--- Отрывок текста ---
——————————
Последние несколько лет мировое сообщество ищет пути мирного решения косовской проблемы. Между тем опыт другого бывшего югославского региона — Боснии и Герцеговины — показывает, что вмешательство международных сил отнюдь не гарантирует полного затухания многолетнего конфликта.
26 сентября в интервью боснийской газете Dnevni Avaz координатор внешней и оборонной политики Евросоюза Хавьер Солана заявил, что политическая ситуация в Боснии и Герцеговине обостряется все сильнее, и Европу это все больше беспокоит. Ничего нового в словах Соланы нет: спустя 12 лет после окончания войны национализм и сепаратизм в Боснии цветет пышным цветом. После войны у разобщенного населения Боснии исчезли основания объединяться вновь. На смену этнической чересполосице Боснии (здесь сотни лет вперемежку жили боснийские мусульмане, или босняки, сербы, хорваты, цыгане, евреи, албанцы), гордости социалистической Югославии, пришли новые национальные зоны (см. справку). Фактически, как утверждают некоторые местные эксперты, такое административное устройство страны легитимизировало этнические чистки в определенных районах.
Сепаратистские идеи Слободана Милошевича, Воислава Шешеля, Анте Павелича и других, как это ни цинично, подтверждаются экономической статистикой: сегодня в Боснии относительное развитие наблюдается практически только в моноэтнических областях (Ябланица, Зеница, Сараево, Баня-Лука, Широки Брег). В тех же местах, поделить которые было невозможно (Мостар, Травник, Брчко),— застой.
——————————
--- Выдержка из данных ---

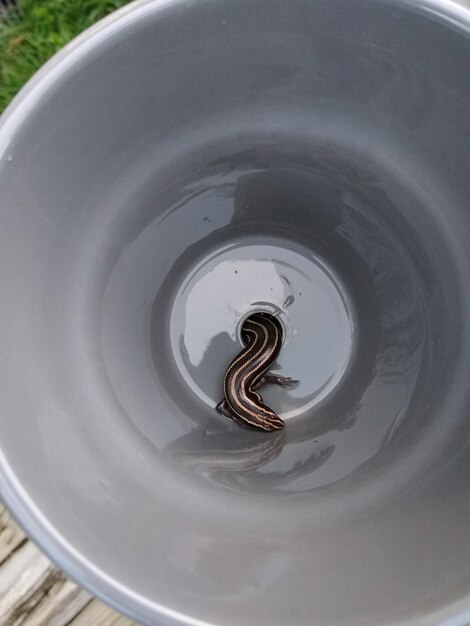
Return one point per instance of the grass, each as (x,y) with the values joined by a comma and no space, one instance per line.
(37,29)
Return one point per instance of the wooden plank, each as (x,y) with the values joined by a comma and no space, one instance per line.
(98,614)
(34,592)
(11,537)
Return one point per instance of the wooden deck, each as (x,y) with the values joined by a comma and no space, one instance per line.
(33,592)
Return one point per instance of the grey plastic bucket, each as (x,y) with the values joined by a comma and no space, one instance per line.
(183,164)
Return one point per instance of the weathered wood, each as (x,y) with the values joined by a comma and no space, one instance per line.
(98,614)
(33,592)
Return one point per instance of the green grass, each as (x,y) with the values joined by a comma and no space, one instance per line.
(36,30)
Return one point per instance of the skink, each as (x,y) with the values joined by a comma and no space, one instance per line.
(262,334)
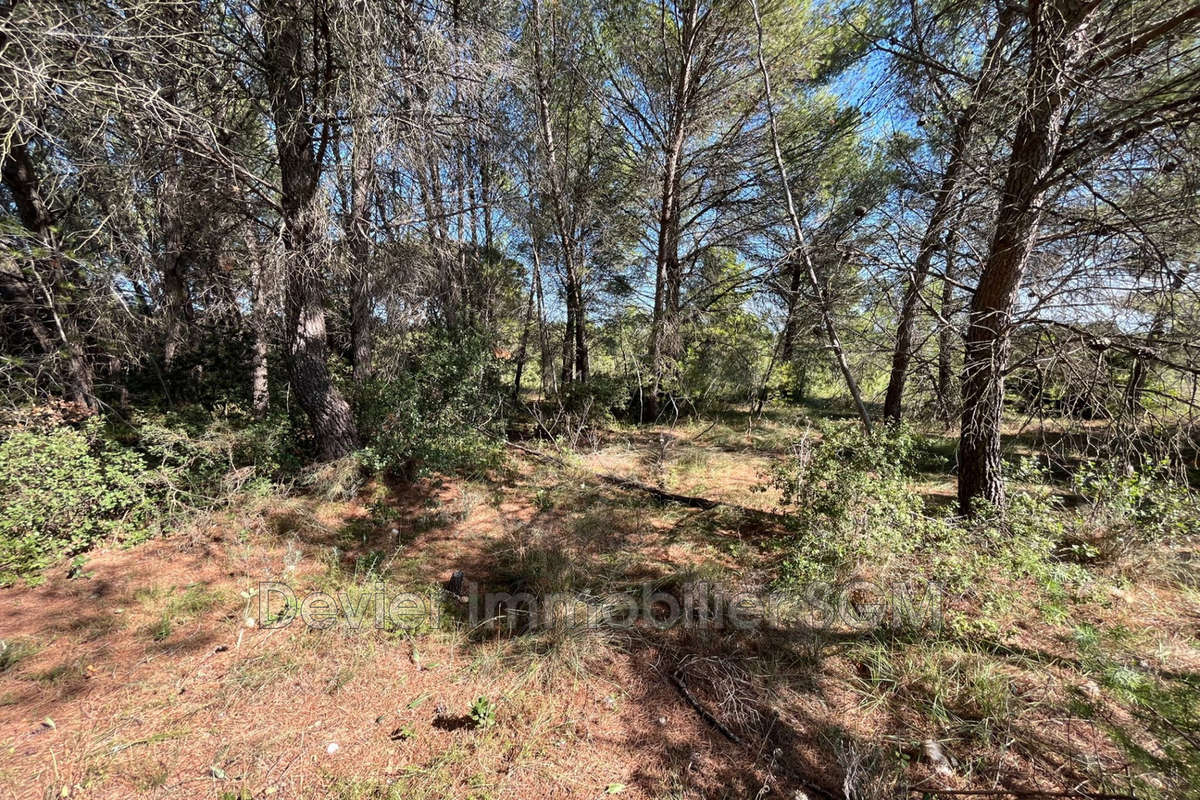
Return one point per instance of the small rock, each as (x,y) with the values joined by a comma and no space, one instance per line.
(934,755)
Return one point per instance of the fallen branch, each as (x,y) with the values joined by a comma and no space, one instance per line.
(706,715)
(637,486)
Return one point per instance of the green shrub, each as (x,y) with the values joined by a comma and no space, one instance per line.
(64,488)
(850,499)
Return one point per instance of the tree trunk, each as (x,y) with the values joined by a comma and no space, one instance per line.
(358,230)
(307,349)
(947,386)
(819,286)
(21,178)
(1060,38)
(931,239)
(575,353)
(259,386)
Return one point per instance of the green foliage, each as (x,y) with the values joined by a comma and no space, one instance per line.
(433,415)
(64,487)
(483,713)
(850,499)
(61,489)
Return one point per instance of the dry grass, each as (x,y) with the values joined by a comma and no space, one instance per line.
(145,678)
——————————
--- Задания ---
#1 Верны ли по тексту о Боснии и Герцеговине утверждения (а) Солана дал интервью газете Dnevni Avaz 26 сентября; (б) война в Боснии закончилась 20 лет назад; (в) относительное развитие наблюдается в Мостаре и Травнике? На каждое ответьте «да» или «нет» и дословно приведите решающие слова текста.
#2 Продолжите текст о Боснии и Герцеговине с последнего предложения.
Список для работы не понадобится.

--- Ответы к заданиям ---
#1
(а) Да: «26 сентября в интервью боснийской газете Dnevni Avaz».
(б) Нет: «спустя 12 лет после окончания войны».
(в) Нет: «В тех же местах, поделить которые было невозможно (Мостар, Травник, Брчко),— застой».

#2
"Как мир настал, так нервы и не выдержали"
От Мостара, административного центра кантона Герцеговина-Неретва, до Сараево — 120 км горной дороги. Лихачи на автомобилях и даже на рейсовых автобусах умудряются проделать этот путь за час с небольшим. Подпрыгивать на ухабах, мотаясь на поворотах между стенками дряхлого автобуса под турбо-фолк, который так любят слушать водители, и вдыхая чесночный дух, идущий от домашней колбасы из багажа попутчиков,— увольте. Я предпочитаю поезд. Он, правда, идет часа три: рельсы старые, проржавевшие, помнят и Иосипа Броз Тито, и даже австрийцев. Но зато какие красоты вокруг — многослойные высоченные горы, то голые, скалистые, то сплошь покрытые мхом, смотрятся в гладь чарующего изумрудного Ябланицкого озера. Домики под красной черепицей, стога, тучные грязнущие овцы, ленивые коровы. На виадуках поезд въезжает в густой туман, который наваливается на горы и скрывает внизу людей, машины, дома и огороды. Впечатление портят только знаки "Мины", кое-где выглядывающие из тумана.
— Вам моя сигарета не мешает? — выдыхает на меня дым грузная одышливая брюнетка напротив. Здесь курят всюду: в банках, кафе, книжных магазинах, продуктовых лавках. В основном курят сараевскую "Ауру", не из патриотических соображений, конечно,— она дешевая, всего {euro}0,5.
Соседка начинает разговор. Говорят тут всегда, со всеми, и о самом интимном, как и в российских электричках. Только сюжеты другие.
— А я маму еду хоронить. Она и не старая была, всего 62 года, но войну провела в Сараево. В ее квартиру однажды через окно граната залетела, завертелась. Они с папой взяли ее, гранату, положили аккуратненько на плащ и выбросили обратно в окно. Держались. Воды не было, и они по очереди ходили на реку под снайперским огнем. Военное положение не позволяет расслабиться. А потом, как мир настал, так у нее нервы и не выдержали.
Подобные истории — в каждой второй семье. Почти из 5 млн населения начала 90-х годов погибли, по разным данным, от 100 до 250 тыс., стали беженцами около 1,8 млн человек. Психологические травмы передаются новым поколениям.
— Мы все сдвинутые. Среди тех, кто провел войну здесь, нет ни одного нормального человека,— говорит моя подруга Лейла.— Единого мнения о том, кто виноват, тут тоже нет. В Боснии — три правды: по одной на сербов, хорватов и мусульман.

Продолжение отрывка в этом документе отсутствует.